• WORK TO COMPLETE: Reply solely with the number of lines, in the records underneath, that include the word "hair".
*** Opening of RECORDED INFORMATION ***
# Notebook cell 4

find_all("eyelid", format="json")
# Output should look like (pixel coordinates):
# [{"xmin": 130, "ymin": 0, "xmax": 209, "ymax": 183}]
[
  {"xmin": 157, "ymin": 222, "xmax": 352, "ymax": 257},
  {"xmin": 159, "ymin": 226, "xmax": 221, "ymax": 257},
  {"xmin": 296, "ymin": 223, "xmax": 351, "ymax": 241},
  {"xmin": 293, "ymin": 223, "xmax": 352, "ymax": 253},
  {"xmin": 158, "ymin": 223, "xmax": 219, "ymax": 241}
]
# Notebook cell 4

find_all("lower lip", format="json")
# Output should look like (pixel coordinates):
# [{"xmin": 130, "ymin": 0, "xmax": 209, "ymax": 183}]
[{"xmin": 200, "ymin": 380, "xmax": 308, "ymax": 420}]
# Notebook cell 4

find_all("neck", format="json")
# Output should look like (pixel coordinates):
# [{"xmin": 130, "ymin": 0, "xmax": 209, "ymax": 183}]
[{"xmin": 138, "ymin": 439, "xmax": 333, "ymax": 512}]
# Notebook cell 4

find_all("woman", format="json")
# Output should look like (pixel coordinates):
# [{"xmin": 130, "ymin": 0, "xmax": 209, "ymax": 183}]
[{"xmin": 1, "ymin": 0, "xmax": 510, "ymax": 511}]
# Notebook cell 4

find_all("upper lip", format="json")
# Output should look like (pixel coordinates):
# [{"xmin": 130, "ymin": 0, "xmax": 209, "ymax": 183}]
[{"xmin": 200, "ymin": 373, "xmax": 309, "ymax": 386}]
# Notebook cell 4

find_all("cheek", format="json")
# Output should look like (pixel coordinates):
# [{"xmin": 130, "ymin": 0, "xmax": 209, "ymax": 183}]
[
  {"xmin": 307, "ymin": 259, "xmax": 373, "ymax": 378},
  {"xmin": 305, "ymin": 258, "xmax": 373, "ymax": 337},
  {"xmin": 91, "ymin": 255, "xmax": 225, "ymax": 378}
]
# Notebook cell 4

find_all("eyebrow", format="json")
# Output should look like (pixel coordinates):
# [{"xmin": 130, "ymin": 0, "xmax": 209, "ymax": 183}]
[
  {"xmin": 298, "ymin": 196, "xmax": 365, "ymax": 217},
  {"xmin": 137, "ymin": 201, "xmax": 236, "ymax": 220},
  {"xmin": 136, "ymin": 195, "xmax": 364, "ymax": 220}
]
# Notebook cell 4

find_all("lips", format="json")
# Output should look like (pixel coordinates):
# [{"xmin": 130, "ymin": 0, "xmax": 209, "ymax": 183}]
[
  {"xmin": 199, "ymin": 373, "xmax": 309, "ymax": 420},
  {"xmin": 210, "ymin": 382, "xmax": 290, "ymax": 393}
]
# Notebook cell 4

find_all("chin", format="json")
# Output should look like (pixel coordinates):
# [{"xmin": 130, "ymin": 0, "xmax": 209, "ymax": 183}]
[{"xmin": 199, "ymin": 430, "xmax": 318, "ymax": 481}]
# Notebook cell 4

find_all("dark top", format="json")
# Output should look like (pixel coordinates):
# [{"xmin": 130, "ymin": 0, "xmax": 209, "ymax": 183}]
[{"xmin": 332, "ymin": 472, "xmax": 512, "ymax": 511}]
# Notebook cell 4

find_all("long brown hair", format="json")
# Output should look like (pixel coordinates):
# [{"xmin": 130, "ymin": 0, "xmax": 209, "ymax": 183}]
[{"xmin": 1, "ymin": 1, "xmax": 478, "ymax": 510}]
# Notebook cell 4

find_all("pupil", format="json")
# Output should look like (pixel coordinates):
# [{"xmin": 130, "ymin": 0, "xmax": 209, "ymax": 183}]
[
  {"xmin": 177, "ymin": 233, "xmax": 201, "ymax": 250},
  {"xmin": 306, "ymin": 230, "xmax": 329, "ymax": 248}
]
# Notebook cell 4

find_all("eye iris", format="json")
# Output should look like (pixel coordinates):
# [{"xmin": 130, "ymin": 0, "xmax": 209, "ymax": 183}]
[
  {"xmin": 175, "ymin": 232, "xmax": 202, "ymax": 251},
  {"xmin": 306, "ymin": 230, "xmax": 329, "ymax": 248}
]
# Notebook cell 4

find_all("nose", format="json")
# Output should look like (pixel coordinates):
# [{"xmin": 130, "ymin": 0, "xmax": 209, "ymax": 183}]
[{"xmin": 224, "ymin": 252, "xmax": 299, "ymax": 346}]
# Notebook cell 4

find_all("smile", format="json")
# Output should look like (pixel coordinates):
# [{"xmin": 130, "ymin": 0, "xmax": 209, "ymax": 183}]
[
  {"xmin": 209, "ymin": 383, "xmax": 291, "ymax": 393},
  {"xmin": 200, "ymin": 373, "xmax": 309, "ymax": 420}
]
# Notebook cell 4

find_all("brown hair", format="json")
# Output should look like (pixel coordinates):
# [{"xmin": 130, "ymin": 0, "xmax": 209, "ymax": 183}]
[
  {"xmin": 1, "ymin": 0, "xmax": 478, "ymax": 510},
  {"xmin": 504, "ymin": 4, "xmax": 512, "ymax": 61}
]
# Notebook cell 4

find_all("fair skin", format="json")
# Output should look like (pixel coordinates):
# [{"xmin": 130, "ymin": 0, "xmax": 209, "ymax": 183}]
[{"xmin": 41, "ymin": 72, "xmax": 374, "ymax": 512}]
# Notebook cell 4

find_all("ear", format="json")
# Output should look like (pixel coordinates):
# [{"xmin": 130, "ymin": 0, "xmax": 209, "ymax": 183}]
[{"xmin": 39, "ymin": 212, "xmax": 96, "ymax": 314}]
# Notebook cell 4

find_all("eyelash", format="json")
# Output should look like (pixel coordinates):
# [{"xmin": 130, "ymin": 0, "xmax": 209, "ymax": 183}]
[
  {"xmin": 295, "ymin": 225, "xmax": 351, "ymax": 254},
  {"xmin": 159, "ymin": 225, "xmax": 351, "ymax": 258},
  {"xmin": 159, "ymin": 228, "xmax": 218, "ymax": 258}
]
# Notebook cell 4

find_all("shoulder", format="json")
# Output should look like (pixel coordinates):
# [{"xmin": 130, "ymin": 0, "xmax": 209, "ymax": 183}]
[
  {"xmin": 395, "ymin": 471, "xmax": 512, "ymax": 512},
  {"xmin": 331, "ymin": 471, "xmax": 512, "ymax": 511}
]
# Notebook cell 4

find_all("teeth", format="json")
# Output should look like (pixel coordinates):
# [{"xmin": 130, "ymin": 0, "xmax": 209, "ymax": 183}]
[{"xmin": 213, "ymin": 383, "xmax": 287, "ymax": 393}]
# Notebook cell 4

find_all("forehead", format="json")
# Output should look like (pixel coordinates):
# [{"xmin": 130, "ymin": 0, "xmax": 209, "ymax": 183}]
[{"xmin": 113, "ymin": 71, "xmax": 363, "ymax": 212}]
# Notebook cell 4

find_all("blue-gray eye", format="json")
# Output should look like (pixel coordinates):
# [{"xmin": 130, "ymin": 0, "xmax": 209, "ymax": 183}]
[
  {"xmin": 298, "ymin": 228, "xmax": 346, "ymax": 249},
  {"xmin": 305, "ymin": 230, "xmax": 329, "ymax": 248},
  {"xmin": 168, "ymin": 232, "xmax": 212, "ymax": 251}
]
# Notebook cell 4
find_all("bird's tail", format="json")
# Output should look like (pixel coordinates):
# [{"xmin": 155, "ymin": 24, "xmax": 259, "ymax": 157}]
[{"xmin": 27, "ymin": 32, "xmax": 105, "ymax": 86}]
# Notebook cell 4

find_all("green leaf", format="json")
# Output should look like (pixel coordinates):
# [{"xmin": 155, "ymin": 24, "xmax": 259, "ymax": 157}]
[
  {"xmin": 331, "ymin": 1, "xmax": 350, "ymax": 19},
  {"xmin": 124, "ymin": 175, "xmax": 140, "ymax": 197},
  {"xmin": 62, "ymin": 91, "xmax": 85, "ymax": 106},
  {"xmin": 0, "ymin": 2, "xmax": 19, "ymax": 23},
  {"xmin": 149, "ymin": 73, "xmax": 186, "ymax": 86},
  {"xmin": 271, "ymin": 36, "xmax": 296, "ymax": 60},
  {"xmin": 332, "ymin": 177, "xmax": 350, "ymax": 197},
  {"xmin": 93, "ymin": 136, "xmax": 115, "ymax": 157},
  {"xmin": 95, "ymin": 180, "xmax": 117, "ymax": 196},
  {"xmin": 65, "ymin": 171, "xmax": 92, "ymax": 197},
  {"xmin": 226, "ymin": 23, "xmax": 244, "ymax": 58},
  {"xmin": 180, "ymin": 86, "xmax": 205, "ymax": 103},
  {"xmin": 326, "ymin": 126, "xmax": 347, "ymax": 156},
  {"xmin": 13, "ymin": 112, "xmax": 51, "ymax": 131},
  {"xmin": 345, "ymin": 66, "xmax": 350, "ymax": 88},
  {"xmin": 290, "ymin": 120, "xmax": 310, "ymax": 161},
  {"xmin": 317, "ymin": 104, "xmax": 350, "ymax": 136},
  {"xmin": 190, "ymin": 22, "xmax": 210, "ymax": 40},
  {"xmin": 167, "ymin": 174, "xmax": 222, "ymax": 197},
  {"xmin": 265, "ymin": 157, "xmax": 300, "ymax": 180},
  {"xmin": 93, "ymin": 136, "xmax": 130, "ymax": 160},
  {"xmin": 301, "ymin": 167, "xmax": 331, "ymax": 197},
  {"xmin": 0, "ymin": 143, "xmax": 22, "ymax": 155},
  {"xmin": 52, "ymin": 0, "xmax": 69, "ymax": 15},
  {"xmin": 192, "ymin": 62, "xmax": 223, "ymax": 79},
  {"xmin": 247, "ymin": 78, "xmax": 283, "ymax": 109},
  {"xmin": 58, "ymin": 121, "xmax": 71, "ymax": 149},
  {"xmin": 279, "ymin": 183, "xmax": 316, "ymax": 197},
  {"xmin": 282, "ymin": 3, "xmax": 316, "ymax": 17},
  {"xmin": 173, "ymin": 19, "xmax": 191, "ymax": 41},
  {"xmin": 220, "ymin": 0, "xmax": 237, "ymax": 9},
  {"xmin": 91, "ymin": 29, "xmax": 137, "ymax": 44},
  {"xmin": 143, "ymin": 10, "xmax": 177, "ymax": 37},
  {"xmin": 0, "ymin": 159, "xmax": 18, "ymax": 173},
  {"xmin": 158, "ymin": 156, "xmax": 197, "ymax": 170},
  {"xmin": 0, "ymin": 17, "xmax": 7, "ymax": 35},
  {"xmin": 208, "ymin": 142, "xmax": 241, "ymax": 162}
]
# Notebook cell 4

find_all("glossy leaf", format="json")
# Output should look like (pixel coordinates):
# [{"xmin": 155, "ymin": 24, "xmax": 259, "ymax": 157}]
*** Close of RECORDED INFORMATION ***
• RESPONSE AREA: 2